[[ AVAILABLE RECORDS, beginning ]]
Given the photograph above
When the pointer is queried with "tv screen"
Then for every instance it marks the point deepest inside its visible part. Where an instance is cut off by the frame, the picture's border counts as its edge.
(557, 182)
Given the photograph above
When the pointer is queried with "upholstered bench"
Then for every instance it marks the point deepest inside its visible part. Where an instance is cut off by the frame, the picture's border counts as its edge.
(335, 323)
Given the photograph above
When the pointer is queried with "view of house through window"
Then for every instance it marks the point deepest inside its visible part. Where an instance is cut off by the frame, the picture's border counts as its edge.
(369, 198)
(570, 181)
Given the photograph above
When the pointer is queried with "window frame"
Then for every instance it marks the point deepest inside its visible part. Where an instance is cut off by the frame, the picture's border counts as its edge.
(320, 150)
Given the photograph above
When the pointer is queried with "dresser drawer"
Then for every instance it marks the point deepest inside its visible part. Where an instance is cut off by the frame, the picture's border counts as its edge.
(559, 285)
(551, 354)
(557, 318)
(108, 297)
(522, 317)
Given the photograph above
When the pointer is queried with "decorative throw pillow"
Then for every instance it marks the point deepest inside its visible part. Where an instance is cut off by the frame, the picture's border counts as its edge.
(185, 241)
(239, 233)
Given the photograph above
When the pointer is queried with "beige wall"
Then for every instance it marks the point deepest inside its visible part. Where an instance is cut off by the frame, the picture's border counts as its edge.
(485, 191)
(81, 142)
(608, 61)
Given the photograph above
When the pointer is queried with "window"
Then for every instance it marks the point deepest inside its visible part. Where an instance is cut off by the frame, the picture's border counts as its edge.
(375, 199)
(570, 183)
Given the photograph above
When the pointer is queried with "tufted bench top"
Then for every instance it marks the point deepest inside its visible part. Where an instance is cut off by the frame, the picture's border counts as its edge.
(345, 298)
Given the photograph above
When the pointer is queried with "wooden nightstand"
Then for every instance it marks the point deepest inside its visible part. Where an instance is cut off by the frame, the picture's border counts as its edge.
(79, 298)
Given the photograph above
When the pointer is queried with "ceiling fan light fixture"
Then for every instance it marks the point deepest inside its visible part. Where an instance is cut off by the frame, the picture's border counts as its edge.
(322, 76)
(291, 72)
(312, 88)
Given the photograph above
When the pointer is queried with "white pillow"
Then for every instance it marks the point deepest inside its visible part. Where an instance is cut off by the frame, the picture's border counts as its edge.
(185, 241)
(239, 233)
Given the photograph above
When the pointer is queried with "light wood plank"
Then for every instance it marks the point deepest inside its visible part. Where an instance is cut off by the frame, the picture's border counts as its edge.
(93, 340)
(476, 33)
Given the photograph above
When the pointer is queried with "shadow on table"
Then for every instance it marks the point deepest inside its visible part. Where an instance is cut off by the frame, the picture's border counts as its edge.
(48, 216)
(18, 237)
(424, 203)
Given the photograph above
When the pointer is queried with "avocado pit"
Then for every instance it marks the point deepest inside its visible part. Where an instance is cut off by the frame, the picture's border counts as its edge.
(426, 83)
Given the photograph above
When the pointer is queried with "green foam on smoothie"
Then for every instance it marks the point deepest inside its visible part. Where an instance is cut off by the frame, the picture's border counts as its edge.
[[ AVAILABLE RECORDS, end ]]
### ASSIGNMENT
Above are some records. Copy each of their lines that holds the string "bench".

### SOLVED PROBLEM
When the pointer is queried with "upholstered bench"
When the pointer is queried with "tufted bench top"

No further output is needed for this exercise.